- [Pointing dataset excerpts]
»»

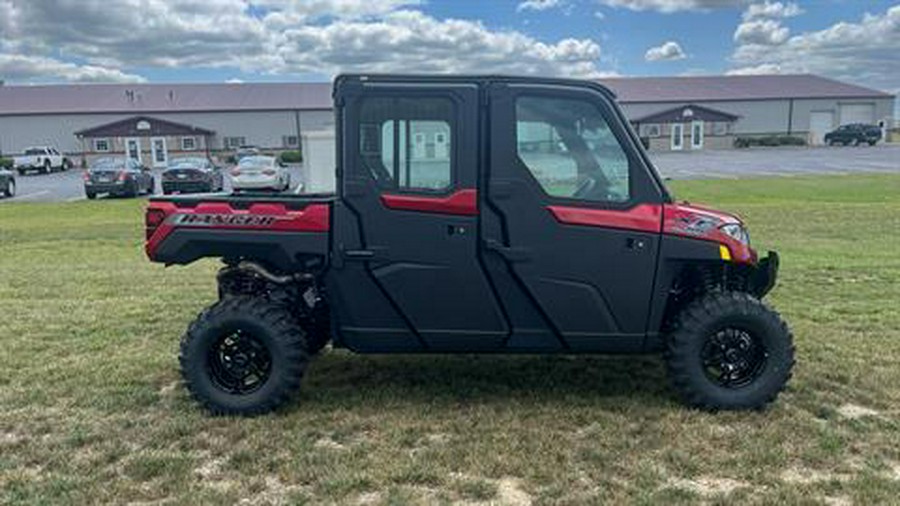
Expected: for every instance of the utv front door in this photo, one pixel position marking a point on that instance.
(406, 271)
(579, 212)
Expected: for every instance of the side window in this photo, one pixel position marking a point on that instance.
(570, 150)
(406, 143)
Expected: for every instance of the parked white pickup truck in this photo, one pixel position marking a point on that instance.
(41, 158)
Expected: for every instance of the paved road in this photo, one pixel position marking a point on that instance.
(755, 162)
(727, 164)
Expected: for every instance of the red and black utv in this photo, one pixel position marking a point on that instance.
(475, 214)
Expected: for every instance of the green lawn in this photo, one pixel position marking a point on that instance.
(91, 409)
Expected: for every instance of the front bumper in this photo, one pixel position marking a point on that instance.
(187, 186)
(762, 278)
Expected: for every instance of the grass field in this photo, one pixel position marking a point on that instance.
(92, 411)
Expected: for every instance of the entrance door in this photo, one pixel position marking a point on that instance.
(133, 148)
(406, 270)
(696, 135)
(579, 215)
(820, 123)
(677, 136)
(159, 151)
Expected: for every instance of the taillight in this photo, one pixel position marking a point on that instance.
(152, 220)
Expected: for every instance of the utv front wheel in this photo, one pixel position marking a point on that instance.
(243, 356)
(729, 351)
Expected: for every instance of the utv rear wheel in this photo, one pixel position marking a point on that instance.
(243, 356)
(729, 351)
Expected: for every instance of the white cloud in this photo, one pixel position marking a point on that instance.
(25, 68)
(864, 52)
(765, 32)
(668, 51)
(415, 42)
(773, 10)
(673, 5)
(538, 5)
(272, 36)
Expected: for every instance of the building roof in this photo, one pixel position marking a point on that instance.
(687, 112)
(159, 98)
(142, 126)
(730, 88)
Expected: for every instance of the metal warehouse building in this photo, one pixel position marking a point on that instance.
(155, 121)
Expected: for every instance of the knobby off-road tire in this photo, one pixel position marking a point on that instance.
(729, 351)
(256, 334)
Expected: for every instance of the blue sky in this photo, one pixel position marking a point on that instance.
(279, 40)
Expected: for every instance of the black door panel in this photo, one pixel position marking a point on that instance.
(591, 283)
(417, 233)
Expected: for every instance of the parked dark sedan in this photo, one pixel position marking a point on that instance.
(118, 176)
(854, 133)
(191, 175)
(7, 183)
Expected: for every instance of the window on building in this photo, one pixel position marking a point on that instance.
(570, 150)
(721, 128)
(406, 143)
(234, 142)
(650, 130)
(101, 145)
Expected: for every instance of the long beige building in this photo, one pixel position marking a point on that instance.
(153, 122)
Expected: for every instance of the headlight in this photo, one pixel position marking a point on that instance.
(736, 232)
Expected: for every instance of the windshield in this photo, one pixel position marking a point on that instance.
(257, 162)
(193, 163)
(108, 163)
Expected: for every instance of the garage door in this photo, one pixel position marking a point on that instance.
(857, 113)
(820, 123)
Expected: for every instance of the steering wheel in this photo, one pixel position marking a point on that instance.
(585, 187)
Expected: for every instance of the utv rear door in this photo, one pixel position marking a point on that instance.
(579, 211)
(406, 271)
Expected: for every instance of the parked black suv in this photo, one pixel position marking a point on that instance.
(855, 134)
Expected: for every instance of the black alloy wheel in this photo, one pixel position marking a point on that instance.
(733, 358)
(239, 363)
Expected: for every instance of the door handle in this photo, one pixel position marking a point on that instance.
(636, 243)
(510, 253)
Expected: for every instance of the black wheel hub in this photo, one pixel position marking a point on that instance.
(733, 358)
(239, 363)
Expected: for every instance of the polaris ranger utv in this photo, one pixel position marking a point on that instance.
(475, 214)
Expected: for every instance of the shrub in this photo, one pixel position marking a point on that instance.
(291, 157)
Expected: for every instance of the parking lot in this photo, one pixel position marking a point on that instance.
(69, 186)
(724, 164)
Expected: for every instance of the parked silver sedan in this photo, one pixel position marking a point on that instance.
(260, 173)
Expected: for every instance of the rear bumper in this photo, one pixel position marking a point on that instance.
(764, 275)
(117, 187)
(187, 186)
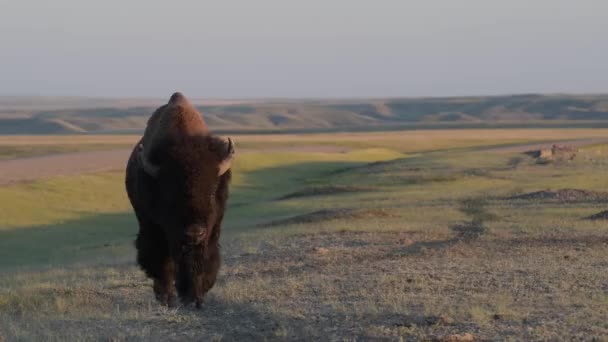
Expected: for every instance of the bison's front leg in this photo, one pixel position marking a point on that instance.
(164, 286)
(207, 274)
(153, 257)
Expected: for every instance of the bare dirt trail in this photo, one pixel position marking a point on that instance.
(66, 164)
(548, 145)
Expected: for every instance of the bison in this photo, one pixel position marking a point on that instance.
(177, 181)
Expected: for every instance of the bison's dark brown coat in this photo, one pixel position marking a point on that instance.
(177, 181)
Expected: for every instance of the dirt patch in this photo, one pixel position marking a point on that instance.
(324, 190)
(562, 195)
(29, 169)
(332, 214)
(517, 148)
(603, 216)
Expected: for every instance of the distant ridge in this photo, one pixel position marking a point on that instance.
(76, 115)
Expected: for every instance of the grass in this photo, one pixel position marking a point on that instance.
(432, 248)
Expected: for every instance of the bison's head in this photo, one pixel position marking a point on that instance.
(220, 152)
(190, 180)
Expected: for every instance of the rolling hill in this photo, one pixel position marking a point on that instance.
(43, 115)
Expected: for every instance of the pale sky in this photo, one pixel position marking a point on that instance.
(305, 48)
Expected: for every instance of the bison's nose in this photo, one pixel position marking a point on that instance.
(195, 234)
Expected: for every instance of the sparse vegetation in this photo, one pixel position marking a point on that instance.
(447, 242)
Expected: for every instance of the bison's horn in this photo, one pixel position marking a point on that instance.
(227, 161)
(148, 167)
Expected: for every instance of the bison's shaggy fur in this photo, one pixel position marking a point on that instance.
(177, 181)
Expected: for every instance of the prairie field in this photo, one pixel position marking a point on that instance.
(444, 235)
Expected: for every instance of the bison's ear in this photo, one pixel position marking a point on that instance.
(227, 157)
(148, 167)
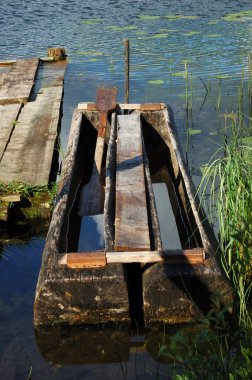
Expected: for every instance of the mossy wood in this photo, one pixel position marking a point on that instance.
(110, 293)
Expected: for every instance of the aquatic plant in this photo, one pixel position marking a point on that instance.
(217, 350)
(238, 16)
(156, 81)
(228, 175)
(121, 28)
(91, 21)
(148, 17)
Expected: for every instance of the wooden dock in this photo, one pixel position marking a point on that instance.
(31, 93)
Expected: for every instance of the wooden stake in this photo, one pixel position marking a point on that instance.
(126, 78)
(59, 53)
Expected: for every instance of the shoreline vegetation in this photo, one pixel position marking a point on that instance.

««

- [WORK REQUIRED]
Take the entries shown above and quote them verbatim, passing over the pictures.

- [PROBLEM SOLUTION]
Expected: for every instance of the utv front door in this photo, one pixel position marking a point on that instance.
(406, 271)
(579, 212)
Expected: for every instance of the side window in this photo, one pixel position marking a point on that instance.
(570, 150)
(406, 143)
Expected: for every instance of the parked white pickup truck in this photo, one pixel position marking a point on that instance.
(41, 158)
Expected: for every instance of the paved road in this photo, one pixel position marking a point on that instance.
(755, 162)
(727, 164)
Expected: for every instance of the red and black utv in this photo, one pixel position marking a point on that instance.
(475, 214)
Expected: for every instance of the green lawn in this photo, one pixel position marking a point on that instance.
(91, 409)
Expected: for every instance of the front bumper in this photo, one pixel position marking a point on that instance.
(187, 186)
(762, 278)
Expected: for every instance of the grass field in this photo, one pixel position marking a point on that instance.
(92, 411)
Expected: for every instance of the entrance door in this photo, one pixel position marking a point on that instance.
(133, 148)
(406, 270)
(696, 135)
(579, 215)
(820, 123)
(677, 136)
(159, 151)
Expected: for every instance of the taillight in this photo, one pixel position marking a point on that instance.
(152, 220)
Expected: for every instance of the utv front wheel in this photo, one pixel position marking a point on that instance.
(243, 356)
(729, 351)
Expected: for every instance of the utv rear wheel in this photo, one pixel position marking a point on that instance.
(243, 356)
(729, 351)
Expected: for every instance of the white cloud in this photo, one pixel position marking a point on that instance.
(25, 68)
(864, 52)
(765, 32)
(668, 51)
(415, 42)
(773, 10)
(673, 5)
(538, 5)
(272, 36)
Expected: for every instance of the building roof in this photo, one pixel position marking a point on that instance.
(687, 112)
(159, 98)
(142, 126)
(730, 88)
Expected: for every instance of the metal warehouse building in this photo, one pixel position marking a point on that instance.
(155, 121)
Expected: for every instance of the knobby off-road tire in this photo, one pixel position marking a point on that instance.
(729, 351)
(256, 334)
Expected: for every instance of the blue sky in this photo, one pixel position marking a point on that instance.
(279, 40)
Expected: for every instance of the black door panel in this photo, one pixel position marking a point on that instance.
(591, 283)
(417, 233)
Expected: for every instance of the parked dark sedan in this photo, one pixel position marking a point on that instance.
(118, 176)
(854, 133)
(191, 175)
(7, 183)
Expected: for every instance of the window on building in this photo, one pixel position marking a point on that instance.
(570, 150)
(721, 128)
(406, 143)
(234, 142)
(650, 130)
(101, 145)
Expected: for every instance of the long beige building in this photo, one pixel position marking a point on that instance.
(153, 122)
Expected: for every instance of the headlight in this photo, one pixel position marking a point on that instance.
(736, 232)
Expected: for every instance of the windshield in this photo, one pixel position marking a point on that instance.
(257, 162)
(193, 163)
(108, 163)
Expected: for every instance of the garage door in this photo, one pixel position marking a point on that instance.
(857, 113)
(820, 123)
Expected: for every instance of the steering wheel in this photo, one pixel position marking a point on that instance.
(585, 187)
Expected: for every instance of the utv rear door in this photo, one pixel position marking a point on that instance.
(579, 211)
(406, 271)
Expected: for every instance of the parked black suv in this photo, one pixel position marking a point on that instance.
(855, 134)
Expected: for every instance of the black alloy wheel in this photo, one pixel position marking a point on that instance.
(733, 358)
(239, 363)
Expected: for every instance of the door handle in this photo, one pixel position marking a point on that instance.
(636, 243)
(510, 253)
Expected: for every instance of the black wheel hub in this photo, one pixel position marking a point on that instance.
(733, 358)
(239, 363)
Expected: for every instance of the polaris ranger utv in this photo, one pixel position marking a point on that instance.
(475, 214)
Expected: for every instance of the shrub in this photo, one pixel position marking a point on that instance.
(291, 157)
Expected: for every instance of the parking lot in this photo, one pixel position marking a point on that instance.
(69, 186)
(724, 164)
Expected: for every instance of the parked silver sedan in this photo, one pixel position marking a point on that instance.
(260, 173)
Expected: for every instance of the rear bumper in this photo, one pixel position marking a point on that instance.
(764, 275)
(117, 187)
(187, 186)
Expected: for every instance of the bison's front leg in this photo, one pixel position marking a point on that instance.
(164, 286)
(207, 274)
(153, 257)
Expected: for every instance of the bare dirt trail in this photo, one pixel position marking a point on that instance.
(66, 164)
(548, 145)
Expected: for every instance of the bison in this photo, one pixel position marking a point on that instance.
(177, 181)
Expected: for every instance of the bison's dark brown coat in this photo, one pixel position marking a point on that instance.
(177, 181)
Expected: for every instance of the dirt patch in this photo, one pixel position marking a point on that instance.
(324, 190)
(562, 195)
(29, 169)
(332, 214)
(517, 148)
(603, 216)
Expected: for every instance of the distant ridge in this photo, one pixel position marking a point on that instance.
(76, 115)
Expected: for every instance of the grass in this photo, one pixel position marking a point on that instance.
(432, 248)
Expected: for every instance of the bison's head in this photo, one pixel position marking a point on that instance.
(220, 152)
(190, 180)
Expected: for every instance of the rolling hill in this photo, one pixel position marking a point on that instance.
(43, 115)
Expected: for every instance of the pale sky in this photo, one pixel position marking a point on that instance.
(305, 48)
Expected: for every instance of the bison's nose in this photo, one pixel position marking a point on that instance.
(195, 234)
Expected: for every instance of the sparse vegetation in this photo, one pixel position marking a point on that instance.
(447, 242)
Expected: for every instance of the bison's horn in this photo, one pixel position marking a point on that instance.
(227, 161)
(148, 167)
Expected: for every instance of the bison's shaggy fur in this photo, one pixel position marking a point on that instance.
(177, 181)
Expected: for every instance of the prairie field in this photo, one pixel position marking a point on that instance.
(444, 235)
Expected: for every instance of the bison's ear in this photo, one pixel position marking a point on that instance.
(227, 157)
(148, 167)
Expected: for every instance of the mossy wood in this photo, one pixel position marking a point on that instance.
(110, 293)
Expected: for every instance of the aquatic plant in this photo, one pixel position marking a point on that instance.
(217, 350)
(238, 16)
(156, 81)
(228, 175)
(121, 28)
(91, 21)
(148, 17)
Expected: for every instance of the wooden dock in this photo, one pixel position marking a point on that instance.
(31, 93)
Expected: for every instance of the wooden stake in this photo, one pixel position marking a point on that instance.
(126, 78)
(59, 53)
Expected: for every instance of the shoreline vegetation in this photo, one pixel position marking a point on that instance.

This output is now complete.